DATA FOR THIS TASK ->
==================================================

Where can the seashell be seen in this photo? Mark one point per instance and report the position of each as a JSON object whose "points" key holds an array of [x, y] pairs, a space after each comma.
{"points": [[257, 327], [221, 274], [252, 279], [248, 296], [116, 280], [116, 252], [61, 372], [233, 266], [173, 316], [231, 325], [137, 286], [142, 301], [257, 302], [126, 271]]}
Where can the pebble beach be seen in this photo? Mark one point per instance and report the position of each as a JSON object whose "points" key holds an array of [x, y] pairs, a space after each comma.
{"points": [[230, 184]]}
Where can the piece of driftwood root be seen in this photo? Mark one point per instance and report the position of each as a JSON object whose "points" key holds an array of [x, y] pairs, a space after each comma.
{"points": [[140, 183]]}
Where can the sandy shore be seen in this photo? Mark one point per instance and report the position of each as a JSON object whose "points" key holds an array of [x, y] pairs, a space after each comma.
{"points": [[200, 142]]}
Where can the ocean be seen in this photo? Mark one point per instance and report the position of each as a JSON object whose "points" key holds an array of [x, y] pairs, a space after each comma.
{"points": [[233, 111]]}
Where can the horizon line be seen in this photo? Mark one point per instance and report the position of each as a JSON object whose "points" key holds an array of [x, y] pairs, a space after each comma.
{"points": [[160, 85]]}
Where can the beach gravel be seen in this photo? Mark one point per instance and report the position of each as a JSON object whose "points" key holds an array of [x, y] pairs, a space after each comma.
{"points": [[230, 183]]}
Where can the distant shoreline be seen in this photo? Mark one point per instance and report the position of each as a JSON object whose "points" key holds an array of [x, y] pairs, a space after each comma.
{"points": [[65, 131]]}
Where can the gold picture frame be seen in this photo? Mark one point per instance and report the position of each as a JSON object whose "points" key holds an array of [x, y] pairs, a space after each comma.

==================================================

WHAT IS BEING ASKED -> Everything from the line containing "Where can the horizon" through the last line of the records must be given again exactly; leave out all other lines.

RESPONSE ->
Where can the horizon line be seen in this photo? Mark one point per instance and report the position of each as a JSON object whose "points" key holds an array of [x, y] pairs, a space after each comma.
{"points": [[160, 85]]}
Where can the beach gravel be seen in this photo? Mark one point per instance and report the position of each as a JSON object whose "points" key holds an array of [x, y] pairs, a space after each comma.
{"points": [[230, 183]]}
Where can the distant shoreline be seen in this photo? Mark one point per instance and report the position of each as a JSON object whose "points" key holds an array of [x, y] pairs, a space after each comma.
{"points": [[65, 131]]}
Where can the gold picture frame be seen in this photo? Mark one point per instance and report the position of each as a JSON object whose "points" key holds an array of [x, y] pairs, a space after each comma.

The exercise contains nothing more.